(Records from a collection)
──────────────────────────────

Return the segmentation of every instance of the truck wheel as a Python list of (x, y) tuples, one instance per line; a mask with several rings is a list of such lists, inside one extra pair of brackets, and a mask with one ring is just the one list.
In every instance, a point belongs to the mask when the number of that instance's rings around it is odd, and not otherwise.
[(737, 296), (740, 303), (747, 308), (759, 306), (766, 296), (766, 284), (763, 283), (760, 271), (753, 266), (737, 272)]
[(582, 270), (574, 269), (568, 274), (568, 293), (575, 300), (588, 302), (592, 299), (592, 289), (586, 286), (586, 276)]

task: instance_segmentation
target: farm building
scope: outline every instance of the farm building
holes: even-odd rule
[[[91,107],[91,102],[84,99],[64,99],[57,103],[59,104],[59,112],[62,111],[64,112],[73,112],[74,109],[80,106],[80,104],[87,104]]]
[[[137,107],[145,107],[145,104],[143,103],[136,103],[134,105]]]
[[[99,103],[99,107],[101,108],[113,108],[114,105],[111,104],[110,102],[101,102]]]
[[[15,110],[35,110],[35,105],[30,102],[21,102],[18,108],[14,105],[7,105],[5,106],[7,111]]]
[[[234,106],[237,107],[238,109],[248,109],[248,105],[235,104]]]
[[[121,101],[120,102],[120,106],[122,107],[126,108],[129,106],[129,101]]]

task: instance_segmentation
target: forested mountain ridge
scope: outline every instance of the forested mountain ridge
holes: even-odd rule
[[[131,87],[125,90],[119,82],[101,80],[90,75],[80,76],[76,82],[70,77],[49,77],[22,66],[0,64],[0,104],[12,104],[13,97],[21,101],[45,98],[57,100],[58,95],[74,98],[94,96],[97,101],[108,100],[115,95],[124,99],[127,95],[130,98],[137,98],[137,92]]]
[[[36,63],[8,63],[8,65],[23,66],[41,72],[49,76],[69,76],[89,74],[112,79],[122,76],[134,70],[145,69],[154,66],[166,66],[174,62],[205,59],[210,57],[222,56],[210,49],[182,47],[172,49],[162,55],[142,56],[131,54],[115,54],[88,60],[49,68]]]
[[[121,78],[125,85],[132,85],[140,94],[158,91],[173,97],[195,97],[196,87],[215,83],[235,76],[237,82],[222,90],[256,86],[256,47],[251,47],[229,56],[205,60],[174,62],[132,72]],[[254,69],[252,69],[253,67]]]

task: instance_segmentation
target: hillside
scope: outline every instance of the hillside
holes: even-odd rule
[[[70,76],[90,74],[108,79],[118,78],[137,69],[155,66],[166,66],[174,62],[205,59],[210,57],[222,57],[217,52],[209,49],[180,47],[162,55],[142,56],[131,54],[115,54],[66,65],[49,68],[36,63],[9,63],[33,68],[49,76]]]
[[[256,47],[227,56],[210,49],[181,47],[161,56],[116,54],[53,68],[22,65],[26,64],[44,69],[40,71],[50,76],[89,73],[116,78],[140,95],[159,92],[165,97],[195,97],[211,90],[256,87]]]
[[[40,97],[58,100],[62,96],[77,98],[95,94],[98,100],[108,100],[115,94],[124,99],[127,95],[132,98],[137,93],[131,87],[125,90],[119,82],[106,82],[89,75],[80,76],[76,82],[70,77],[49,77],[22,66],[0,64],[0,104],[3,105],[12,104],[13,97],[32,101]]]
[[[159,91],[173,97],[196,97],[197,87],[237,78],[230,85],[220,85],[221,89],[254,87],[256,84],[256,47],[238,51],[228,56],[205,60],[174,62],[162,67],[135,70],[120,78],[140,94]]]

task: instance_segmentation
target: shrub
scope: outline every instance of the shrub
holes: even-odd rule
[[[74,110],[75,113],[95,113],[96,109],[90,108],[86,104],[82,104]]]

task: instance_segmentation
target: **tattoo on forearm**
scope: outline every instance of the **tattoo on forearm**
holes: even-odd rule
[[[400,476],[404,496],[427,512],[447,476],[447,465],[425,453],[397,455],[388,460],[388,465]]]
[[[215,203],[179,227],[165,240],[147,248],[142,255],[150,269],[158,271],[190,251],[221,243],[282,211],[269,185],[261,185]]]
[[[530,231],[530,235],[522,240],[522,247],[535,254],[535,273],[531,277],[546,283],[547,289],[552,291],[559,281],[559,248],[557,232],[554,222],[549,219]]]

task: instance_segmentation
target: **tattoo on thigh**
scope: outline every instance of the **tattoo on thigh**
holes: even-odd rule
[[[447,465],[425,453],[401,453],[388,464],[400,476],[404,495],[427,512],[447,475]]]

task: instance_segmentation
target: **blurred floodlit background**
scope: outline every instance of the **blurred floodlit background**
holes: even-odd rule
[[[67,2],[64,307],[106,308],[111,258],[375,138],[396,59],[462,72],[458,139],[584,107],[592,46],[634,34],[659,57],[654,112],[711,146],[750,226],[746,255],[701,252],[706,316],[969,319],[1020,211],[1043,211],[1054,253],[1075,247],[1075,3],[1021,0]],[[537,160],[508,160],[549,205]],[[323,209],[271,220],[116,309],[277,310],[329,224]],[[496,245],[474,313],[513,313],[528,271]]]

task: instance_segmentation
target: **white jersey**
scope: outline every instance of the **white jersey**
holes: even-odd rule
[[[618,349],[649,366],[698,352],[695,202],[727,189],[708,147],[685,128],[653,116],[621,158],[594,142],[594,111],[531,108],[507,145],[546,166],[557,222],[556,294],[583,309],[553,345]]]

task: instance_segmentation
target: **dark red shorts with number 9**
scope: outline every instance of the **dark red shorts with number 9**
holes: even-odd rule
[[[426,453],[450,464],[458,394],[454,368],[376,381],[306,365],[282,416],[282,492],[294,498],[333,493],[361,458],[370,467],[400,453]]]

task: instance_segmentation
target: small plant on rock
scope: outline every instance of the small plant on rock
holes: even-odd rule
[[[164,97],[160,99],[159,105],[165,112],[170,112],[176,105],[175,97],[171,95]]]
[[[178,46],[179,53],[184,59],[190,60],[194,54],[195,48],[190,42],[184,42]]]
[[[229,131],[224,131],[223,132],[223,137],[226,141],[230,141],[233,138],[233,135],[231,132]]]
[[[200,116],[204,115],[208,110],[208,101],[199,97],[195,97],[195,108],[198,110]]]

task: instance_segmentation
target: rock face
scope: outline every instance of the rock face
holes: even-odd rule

──────────────────────────────

## Problem details
Locate each line of the records above that contains the string "plant", and copy every such line. Case counts.

## Right answer
target: small plant on rock
scope: outline every instance of the small plant on rock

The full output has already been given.